The Supreme Court of Fiji is one of three courts established by the now-defunct Chapter 9 of the Constitution, the others being the High Court and the Court of Appeal. The Supreme Court is declared to be "the final appellate court of the State" – in other words, there is no judicial authority higher than the Supreme Court. In this respect, the Supreme Court takes over the appellate functions formerly performed by the United Kingdom's Judicial Committee of the Privy Council before Fiji became a republic in 1987.

The Constitution gave the Supreme Court exclusive jurisdiction to hear and determine appeals from all final judgements of the Court of Appeal. Cases could not be brought before the Supreme Court by individuals; only the Court of Appeal could decide to refer a case to it, or the Supreme Court could, in its own judgement, decide to hear an appeal. This court has the power to review, vary, affirm, or discard decisions of the Court of Appeal, may order retrials, and may award costs to defendants and plaintiffs. Decisions of the Supreme Court are binding on all subordinate courts. At its own discretion, the Supreme Court may review any judgement or decision that it has previously rendered.

** Short task 1 **
Identify every line of the listing that contains the string "segment", treating uppercase and lowercase as different.
The passage on the Supreme Court of Fiji has no connection to the listing that comes next.

** Stored data **
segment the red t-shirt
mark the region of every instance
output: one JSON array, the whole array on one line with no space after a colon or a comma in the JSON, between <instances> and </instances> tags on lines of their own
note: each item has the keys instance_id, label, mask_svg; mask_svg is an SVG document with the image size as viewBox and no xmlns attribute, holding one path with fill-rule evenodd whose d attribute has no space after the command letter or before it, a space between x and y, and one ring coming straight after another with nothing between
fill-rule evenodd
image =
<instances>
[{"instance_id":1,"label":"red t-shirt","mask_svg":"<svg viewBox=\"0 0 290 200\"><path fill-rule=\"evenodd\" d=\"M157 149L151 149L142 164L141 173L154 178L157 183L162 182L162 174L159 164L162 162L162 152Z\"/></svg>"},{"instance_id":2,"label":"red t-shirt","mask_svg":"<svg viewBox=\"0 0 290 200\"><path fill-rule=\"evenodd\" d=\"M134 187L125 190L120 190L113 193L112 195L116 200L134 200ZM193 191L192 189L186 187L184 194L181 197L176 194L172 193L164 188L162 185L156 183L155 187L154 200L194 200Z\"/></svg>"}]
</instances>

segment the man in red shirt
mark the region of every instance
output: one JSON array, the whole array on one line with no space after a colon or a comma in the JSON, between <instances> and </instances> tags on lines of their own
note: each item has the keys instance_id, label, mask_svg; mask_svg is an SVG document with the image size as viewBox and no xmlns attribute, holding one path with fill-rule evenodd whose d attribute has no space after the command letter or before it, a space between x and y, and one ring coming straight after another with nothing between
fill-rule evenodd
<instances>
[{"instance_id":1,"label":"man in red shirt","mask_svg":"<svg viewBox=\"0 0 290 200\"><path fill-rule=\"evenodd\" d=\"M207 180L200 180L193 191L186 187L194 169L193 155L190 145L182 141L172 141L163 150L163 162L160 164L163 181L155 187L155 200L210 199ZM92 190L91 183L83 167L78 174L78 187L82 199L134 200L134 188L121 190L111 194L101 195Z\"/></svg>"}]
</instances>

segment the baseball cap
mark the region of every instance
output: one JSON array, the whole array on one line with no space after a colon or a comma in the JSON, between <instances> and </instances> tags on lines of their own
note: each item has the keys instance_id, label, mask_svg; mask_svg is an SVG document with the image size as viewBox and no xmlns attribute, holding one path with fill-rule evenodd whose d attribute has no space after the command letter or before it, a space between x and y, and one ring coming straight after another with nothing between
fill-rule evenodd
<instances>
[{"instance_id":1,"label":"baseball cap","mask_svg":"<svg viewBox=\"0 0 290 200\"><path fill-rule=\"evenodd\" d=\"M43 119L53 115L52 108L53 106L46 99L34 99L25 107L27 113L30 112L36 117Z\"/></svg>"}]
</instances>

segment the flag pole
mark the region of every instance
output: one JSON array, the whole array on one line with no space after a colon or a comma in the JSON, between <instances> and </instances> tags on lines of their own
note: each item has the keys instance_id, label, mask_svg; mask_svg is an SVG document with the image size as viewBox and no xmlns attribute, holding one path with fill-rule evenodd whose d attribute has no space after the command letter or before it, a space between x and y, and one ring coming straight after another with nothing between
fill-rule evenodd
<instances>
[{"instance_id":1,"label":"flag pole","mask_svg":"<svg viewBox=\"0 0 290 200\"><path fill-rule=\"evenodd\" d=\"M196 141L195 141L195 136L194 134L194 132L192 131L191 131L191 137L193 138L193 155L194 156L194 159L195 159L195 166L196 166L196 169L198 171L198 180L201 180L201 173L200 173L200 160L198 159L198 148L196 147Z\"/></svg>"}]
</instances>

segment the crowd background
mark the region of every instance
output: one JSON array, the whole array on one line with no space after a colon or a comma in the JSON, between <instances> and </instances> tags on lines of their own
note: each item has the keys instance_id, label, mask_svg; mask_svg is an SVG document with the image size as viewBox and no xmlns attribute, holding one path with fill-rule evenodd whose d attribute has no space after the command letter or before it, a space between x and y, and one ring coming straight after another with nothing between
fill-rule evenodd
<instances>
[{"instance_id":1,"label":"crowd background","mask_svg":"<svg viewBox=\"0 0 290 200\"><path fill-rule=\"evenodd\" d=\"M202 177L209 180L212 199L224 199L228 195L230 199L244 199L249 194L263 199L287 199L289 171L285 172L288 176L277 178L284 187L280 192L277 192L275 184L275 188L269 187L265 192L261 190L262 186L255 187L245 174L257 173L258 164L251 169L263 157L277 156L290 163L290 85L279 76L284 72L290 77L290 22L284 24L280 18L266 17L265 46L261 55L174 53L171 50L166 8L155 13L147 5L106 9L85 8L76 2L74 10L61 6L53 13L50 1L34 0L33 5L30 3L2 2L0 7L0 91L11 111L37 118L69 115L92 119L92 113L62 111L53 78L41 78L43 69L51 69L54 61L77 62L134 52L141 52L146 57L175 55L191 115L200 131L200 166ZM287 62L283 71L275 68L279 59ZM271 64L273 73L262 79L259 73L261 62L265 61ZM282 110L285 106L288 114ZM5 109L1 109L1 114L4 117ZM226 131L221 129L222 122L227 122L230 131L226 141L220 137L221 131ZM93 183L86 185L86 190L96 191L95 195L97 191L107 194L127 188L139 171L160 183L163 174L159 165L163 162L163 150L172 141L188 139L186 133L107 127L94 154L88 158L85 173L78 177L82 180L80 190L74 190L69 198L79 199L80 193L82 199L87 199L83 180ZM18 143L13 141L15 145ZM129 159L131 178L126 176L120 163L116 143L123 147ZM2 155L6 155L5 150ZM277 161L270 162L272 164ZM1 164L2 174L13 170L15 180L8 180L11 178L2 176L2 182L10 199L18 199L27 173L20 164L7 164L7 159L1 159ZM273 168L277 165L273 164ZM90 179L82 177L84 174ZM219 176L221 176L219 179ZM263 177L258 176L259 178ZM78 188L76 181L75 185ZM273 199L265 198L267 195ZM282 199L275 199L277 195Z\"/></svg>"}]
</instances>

** Short task 2 **
Write what comes next in the passage about the Supreme Court of Fiji, starting after its last sentence.

** Expected output 1 **
segment the red t-shirt
segment the man in red shirt
segment the baseball cap
segment the flag pole
segment the crowd background

** Expected output 2 **
Section 123 authorised the President of Fiji, on the advice of the Cabinet, to ask the Supreme Court to rule on actual or potential disagreements pertaining to the Constitution.  The Supreme Court is required to pronounce its opinion in open court.

The Supreme Court consists of the Chief Justice, who is also the President of the Supreme Court, all Justices of Appeal (who are also members of the Court of Appeal), and others specifically appointed as Supreme Court judges. The puisne judges, who sit on the High Court and the Court of Appeal, are not members of the Supreme Court.  Section 129 of the Constitution declares that "A judge who has sat in a trial of a matter that is the subject of appeal to a higher court must not sit in the appeal." As the membership of the Supreme Court overlaps to a large extent with that of the Appeal Court and the High Court, this clause is inserted to prevent a conflict of interest.

See also

 Constitution of Fiji: Chapter 9 (detailing the composition and role of the judiciary)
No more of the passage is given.